> [PROBLEMS]:
1. In the passage about the Puritans, what does Haynes say was in the bottom of the Puritans' ships?
2. Translate this sentence from the passage about the Puritans into French: "After the 17th century, the Puritans evolved and faded into America’s increasingly diverse tapestry."

Morbid interest in the Puritans’ excesses tends to obscure their important contributions and ongoing influence on American society, Haynes contends.

“Most textbooks treat the Puritans as cartoon figures and stereotypes. The history books usually tell us how narrow–minded they were and just how ‘puritan’ they were; or, one of my favorite definitions, ’Puritanism is the haunting fear that someone somewhere might be happy.’ But the Puritans were not as dour as they are often depicted in textbooks. There was rum in the bottom of those ships; and they had sex, and they enjoyed it,” he said.

Haynes believes that in order for Americans to truly understand themselves, it is important to reach a balanced understanding of the Puritans.

“It is wrong to read through the lens of our stereotypes. It does us no good to demonize the Puritans because it hurts our self–understanding as a people,” he said. “The Puritans deeply shaped our culture. We are all heirs to their legacy, and we are all deeply influenced by the Puritans in many ways we don’t know. I think all Americans are Puritans in some ways. If we distort them, we will have trouble understanding ourselves today.”

After the 17th century, the Puritans evolved and faded into America’s increasingly diverse tapestry. But their strands remain deeply woven in American society.

“Their principles were to become long–lasting emphases in American church–life and theology not only because they were so effectively institutionalized in a region destined to wield major influence in a growing nation; but because, in a somewhat modified form, they were also perpetuated by contemporary Anglicans, Presbyterians, Baptists and even Quakers. They would become part of the westward–surging Methodist tide and make their way, as well, into many communions of continental heritage,” wrote Sydney E. Ahlstrom in Theology in America: A Historical Survey (Princeton University Press, 1961)

> [PROVIDED MATERIAL]:
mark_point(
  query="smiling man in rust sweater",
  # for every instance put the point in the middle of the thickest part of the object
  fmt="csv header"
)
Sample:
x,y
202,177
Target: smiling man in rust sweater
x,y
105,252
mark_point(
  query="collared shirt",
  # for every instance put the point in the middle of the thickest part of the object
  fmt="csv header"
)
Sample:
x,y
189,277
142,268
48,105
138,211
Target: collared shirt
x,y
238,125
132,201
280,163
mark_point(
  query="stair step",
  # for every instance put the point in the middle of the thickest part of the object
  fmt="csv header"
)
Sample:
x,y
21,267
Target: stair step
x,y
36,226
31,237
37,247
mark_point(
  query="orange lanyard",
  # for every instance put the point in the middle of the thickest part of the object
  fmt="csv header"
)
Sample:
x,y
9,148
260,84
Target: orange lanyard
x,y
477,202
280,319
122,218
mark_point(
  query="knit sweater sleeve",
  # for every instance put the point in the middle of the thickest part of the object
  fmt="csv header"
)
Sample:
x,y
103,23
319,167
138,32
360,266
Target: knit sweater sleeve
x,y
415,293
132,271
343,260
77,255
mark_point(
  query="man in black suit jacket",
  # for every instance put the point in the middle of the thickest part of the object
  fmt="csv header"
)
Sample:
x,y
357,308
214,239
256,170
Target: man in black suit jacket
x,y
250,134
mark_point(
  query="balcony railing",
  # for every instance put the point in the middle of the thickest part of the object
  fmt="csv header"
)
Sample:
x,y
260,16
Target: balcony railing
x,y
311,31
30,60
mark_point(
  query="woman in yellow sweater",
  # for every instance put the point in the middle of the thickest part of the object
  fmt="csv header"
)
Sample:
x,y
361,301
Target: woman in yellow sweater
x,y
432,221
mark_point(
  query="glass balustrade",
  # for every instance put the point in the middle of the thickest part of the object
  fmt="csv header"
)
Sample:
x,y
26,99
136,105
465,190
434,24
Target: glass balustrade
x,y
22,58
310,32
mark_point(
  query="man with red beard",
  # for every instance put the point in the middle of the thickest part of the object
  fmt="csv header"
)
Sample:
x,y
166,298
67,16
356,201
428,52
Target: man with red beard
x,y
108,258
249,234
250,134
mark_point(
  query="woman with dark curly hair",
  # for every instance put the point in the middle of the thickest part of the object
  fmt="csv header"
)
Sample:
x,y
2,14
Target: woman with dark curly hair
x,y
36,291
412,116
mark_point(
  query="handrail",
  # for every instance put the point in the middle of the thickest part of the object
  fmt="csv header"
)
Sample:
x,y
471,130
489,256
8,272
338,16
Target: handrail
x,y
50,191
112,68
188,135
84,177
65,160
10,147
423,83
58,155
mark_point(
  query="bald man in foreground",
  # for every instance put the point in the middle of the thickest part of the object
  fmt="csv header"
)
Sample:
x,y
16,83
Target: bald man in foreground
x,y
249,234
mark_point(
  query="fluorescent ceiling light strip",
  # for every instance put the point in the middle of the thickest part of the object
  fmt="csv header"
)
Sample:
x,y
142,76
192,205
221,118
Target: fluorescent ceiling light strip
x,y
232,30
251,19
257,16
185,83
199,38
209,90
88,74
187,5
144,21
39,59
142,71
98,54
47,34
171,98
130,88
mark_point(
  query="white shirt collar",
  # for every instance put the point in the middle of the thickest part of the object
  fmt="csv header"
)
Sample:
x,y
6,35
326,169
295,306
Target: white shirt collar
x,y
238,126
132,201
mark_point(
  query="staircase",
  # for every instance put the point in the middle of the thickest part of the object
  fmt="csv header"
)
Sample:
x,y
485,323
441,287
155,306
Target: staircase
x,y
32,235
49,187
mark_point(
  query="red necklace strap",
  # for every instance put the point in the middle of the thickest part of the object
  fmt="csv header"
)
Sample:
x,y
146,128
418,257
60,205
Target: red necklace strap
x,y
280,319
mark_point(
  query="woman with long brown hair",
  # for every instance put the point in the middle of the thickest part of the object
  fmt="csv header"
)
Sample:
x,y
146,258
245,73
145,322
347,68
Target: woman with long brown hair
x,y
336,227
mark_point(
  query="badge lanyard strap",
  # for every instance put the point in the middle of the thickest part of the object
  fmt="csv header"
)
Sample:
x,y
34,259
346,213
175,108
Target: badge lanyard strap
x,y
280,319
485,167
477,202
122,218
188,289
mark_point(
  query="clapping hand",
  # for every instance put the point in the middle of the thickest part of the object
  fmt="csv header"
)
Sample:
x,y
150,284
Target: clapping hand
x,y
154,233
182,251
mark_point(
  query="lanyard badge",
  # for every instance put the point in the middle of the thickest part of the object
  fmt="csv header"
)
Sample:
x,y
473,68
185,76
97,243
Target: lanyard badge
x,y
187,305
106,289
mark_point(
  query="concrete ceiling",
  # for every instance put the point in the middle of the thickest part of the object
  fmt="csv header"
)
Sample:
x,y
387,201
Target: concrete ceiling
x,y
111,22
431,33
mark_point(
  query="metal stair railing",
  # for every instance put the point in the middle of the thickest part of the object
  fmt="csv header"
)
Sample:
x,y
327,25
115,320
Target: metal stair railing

==

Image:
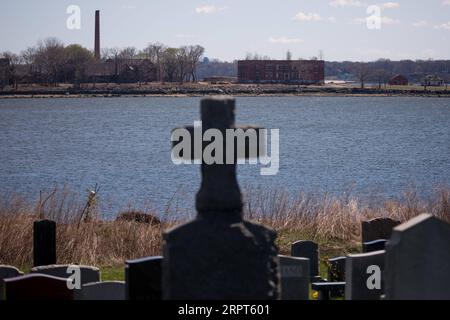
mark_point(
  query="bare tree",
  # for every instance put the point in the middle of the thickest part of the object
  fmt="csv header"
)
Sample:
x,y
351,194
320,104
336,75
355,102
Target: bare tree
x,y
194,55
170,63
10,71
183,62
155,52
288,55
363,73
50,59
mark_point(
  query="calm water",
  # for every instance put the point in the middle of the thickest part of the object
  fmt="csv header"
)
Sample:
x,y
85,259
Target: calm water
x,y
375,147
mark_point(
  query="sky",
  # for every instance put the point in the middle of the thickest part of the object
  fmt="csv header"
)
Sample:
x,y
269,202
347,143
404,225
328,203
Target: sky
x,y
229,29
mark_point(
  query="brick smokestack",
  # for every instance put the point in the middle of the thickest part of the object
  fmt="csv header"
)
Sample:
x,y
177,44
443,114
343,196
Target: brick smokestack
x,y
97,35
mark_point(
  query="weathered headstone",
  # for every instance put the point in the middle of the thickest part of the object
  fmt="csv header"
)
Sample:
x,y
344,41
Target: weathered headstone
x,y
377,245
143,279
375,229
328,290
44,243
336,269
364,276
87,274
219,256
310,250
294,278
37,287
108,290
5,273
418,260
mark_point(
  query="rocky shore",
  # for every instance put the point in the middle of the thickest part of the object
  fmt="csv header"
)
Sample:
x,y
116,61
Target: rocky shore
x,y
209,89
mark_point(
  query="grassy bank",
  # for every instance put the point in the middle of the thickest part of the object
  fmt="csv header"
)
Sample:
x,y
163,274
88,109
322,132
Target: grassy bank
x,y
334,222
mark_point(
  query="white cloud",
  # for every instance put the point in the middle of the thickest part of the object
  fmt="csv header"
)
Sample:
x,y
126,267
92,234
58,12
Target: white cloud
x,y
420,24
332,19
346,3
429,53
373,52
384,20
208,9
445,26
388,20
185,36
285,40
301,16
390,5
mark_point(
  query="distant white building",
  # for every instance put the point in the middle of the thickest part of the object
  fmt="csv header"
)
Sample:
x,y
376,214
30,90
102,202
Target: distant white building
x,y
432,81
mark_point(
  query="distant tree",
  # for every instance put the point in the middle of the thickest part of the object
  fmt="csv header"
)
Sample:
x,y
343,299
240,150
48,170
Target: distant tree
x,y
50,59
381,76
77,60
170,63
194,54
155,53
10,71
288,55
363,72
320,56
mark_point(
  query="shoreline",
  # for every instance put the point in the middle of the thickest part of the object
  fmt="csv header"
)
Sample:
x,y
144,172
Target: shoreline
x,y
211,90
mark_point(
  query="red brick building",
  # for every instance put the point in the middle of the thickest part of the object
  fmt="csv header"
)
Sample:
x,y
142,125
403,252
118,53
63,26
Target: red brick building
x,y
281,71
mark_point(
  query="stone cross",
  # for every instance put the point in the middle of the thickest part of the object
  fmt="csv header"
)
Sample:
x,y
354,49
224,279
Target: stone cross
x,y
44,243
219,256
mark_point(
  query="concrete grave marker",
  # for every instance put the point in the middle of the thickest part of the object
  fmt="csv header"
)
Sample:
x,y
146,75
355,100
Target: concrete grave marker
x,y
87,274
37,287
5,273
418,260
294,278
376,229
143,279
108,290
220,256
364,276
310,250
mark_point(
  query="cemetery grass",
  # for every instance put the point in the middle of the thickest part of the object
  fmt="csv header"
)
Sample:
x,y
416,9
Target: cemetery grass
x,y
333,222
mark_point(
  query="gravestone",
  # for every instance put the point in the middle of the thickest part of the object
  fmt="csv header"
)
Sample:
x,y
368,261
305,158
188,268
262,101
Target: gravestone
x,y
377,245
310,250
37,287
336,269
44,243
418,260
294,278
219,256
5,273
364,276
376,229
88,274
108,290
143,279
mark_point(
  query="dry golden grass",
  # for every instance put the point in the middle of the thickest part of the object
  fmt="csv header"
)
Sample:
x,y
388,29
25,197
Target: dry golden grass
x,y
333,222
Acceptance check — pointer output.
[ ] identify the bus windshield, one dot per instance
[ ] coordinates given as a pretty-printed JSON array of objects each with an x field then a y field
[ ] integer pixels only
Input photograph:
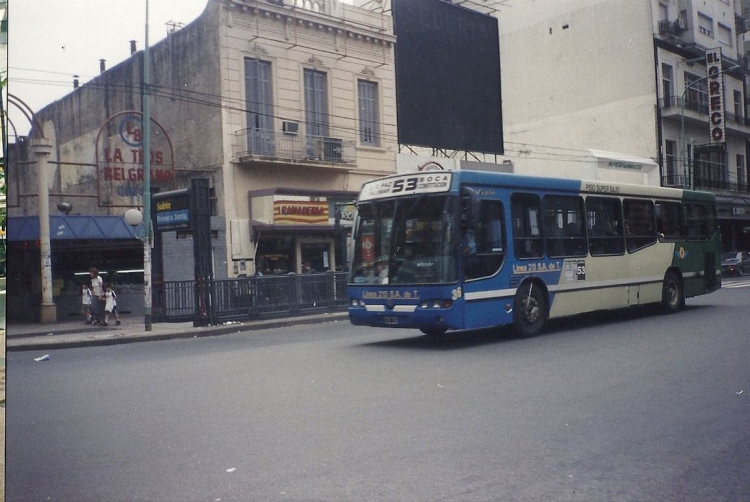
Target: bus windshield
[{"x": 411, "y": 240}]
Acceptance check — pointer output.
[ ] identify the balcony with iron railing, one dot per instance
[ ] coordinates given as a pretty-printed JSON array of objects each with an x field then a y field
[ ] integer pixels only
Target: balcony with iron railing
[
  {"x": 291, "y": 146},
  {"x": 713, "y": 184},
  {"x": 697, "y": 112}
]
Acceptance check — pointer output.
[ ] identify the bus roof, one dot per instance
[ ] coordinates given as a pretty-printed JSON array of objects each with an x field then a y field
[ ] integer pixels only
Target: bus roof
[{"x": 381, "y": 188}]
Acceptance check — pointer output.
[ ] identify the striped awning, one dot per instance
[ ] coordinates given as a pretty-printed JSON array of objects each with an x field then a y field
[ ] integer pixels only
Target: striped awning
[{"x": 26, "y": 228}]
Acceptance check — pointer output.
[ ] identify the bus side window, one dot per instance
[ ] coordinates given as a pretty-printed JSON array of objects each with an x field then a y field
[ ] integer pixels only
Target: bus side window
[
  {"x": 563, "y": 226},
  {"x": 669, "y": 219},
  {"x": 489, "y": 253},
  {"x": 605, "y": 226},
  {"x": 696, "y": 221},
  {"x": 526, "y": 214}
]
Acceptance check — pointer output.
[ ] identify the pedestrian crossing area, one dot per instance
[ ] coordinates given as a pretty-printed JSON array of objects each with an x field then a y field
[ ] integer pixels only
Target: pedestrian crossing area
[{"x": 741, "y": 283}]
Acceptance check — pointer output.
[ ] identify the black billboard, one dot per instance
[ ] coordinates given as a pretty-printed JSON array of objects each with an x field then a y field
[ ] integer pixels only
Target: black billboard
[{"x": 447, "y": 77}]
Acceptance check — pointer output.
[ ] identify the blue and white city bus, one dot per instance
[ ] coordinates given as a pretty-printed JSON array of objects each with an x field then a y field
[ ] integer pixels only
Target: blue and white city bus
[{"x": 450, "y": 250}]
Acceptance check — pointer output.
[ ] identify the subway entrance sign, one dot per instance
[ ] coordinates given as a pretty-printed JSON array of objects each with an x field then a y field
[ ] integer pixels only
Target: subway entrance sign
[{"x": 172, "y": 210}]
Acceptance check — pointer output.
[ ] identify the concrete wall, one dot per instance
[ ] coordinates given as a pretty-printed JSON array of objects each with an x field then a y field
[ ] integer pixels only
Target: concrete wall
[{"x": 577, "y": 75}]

...

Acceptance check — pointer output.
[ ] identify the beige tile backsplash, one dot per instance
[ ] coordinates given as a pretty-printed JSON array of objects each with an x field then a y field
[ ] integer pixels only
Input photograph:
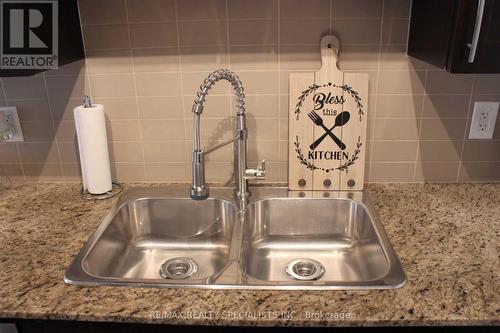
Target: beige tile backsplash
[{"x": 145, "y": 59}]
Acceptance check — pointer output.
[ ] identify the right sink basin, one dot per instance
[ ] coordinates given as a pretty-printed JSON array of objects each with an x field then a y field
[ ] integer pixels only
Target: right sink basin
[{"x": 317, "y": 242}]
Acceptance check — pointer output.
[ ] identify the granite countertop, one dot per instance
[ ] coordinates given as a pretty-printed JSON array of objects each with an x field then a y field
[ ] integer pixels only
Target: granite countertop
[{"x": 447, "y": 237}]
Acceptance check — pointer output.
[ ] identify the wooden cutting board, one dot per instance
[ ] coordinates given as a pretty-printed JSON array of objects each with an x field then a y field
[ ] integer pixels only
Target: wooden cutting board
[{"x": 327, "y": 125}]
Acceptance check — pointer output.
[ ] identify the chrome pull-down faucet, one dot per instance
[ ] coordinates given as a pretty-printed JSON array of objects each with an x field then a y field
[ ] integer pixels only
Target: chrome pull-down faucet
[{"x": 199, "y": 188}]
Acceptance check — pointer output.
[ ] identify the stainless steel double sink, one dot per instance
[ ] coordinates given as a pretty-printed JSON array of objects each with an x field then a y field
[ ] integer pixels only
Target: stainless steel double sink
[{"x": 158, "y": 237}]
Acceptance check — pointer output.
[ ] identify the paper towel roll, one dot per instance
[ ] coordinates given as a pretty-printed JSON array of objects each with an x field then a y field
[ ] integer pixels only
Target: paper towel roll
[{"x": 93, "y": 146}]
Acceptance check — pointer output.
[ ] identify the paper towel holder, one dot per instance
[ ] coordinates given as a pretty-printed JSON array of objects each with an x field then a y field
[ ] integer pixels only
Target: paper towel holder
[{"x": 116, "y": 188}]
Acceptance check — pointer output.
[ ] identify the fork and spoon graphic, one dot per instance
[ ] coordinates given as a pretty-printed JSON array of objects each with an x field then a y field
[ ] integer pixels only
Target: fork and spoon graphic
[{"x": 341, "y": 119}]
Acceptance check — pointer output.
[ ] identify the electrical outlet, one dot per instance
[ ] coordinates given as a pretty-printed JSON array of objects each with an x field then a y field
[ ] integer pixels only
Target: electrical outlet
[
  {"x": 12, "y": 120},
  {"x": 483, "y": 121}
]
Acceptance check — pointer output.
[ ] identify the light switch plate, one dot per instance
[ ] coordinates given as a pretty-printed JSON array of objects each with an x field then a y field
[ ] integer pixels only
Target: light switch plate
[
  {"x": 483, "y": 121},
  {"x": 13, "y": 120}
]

> [EXPECTED RESPONSES]:
1. Rum.

2. Après le XVIIe siècle, les puritains ont évolué et se sont fondus dans la tapisserie de plus en plus diverse de l’Amérique.